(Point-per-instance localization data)
_____
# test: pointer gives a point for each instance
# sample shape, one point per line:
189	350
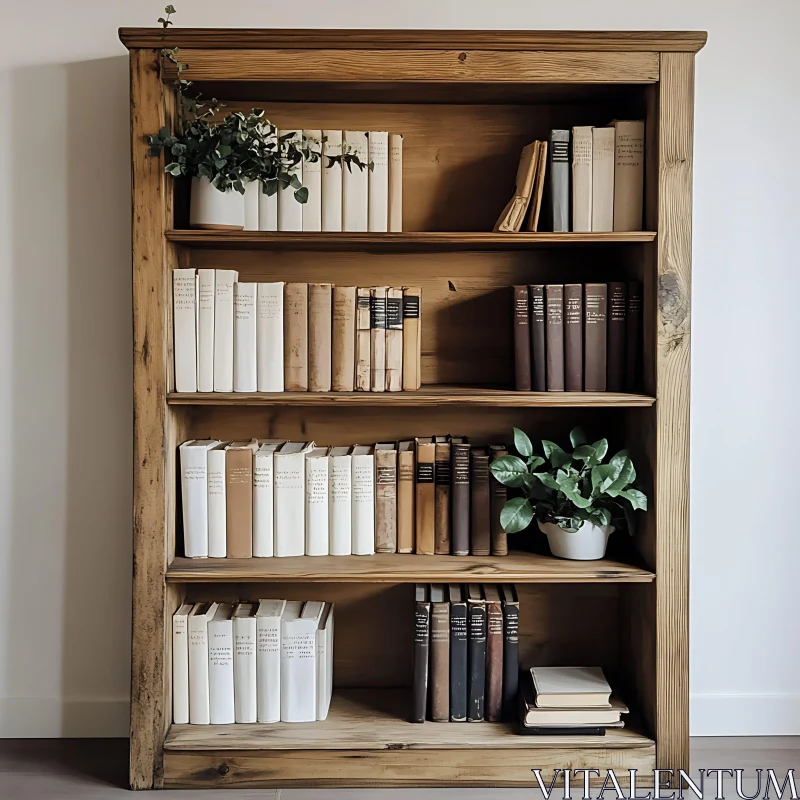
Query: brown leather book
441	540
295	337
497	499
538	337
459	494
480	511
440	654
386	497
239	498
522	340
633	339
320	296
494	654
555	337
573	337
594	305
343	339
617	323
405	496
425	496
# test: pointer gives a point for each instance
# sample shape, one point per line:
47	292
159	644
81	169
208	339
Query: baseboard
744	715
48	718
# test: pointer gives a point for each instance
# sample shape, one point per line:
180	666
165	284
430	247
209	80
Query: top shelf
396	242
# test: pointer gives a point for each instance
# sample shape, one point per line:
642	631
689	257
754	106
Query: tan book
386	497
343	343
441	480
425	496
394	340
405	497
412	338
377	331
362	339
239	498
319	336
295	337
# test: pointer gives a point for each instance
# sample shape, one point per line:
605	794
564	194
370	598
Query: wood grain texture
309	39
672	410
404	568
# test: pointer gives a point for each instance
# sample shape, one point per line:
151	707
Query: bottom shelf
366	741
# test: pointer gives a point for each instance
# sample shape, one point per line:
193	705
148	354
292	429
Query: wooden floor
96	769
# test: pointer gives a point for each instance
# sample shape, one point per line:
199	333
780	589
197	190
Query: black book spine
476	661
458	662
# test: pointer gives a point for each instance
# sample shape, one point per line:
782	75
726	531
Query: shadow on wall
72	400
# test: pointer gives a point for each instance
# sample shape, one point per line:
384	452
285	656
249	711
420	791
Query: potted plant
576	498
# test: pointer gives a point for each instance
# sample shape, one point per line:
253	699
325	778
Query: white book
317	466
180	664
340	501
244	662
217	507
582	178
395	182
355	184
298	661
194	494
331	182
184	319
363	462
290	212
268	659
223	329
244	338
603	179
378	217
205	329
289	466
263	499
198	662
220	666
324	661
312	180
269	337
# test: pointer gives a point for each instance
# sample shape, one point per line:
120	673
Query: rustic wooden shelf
_____
▶ _ACTIVITY_: Each record must be repeated verbatim, and no picture may appear in the copy.

▶ _REPLY_:
# test: pointer gives a point for each instance
# sample shape, one point per line:
189	350
Query: brown leather book
441	540
295	337
497	499
538	337
459	494
480	511
440	654
386	497
239	498
522	340
633	339
320	296
494	654
555	337
573	337
594	305
343	339
617	323
405	496
425	496
# test: pointer gives a point for each instance
# sample shape, one point per line:
47	292
159	644
81	169
208	339
Query: baseboard
744	715
48	718
# test: pointer gives a point for each instance
# sample shape, one point per line:
180	666
165	284
430	247
209	80
Query: top shelf
396	242
# test: pointer gives a point for each instance
# sample shape, one point per line:
642	631
689	257
754	106
Query: tan book
386	497
343	343
441	480
425	496
394	340
405	497
412	338
377	331
362	339
239	498
319	336
295	337
# test: pointer gives a point for each instance
# sample shape, one point per line:
605	794
564	194
370	598
Query: wood grain texture
309	39
672	410
404	568
# test: pointer gives a point for each instance
# sample shape, one point per line:
151	707
Query: bottom shelf
366	741
# test: pointer gives a point for each instance
# sample shape, one point per line:
193	705
148	354
292	429
Query: wooden floor
96	769
# test: pointer gives a point for each instance
# sample shape, one point per line:
199	333
780	589
197	190
Query: black book spine
476	661
458	662
# test: pointer gives a point for each instance
# sample shape, one point per line:
782	75
726	531
Query: shadow on wall
72	400
# test: pointer gives a point for each instance
# sample shape, one point per line:
384	452
285	656
249	711
420	791
Query: potted plant
576	498
# test: pointer gives a point for each instance
# sample shape, one point per line:
253	699
325	778
Query: white book
317	466
180	664
340	501
244	662
217	507
582	178
395	182
355	184
298	661
194	494
331	182
184	319
363	462
290	212
268	659
223	329
244	338
603	179
378	217
205	329
289	466
263	499
198	662
220	666
324	661
312	180
269	337
# test: pointer gives a point for each instance
# sample shape, one point per line:
120	673
Query: rustic wooden shelf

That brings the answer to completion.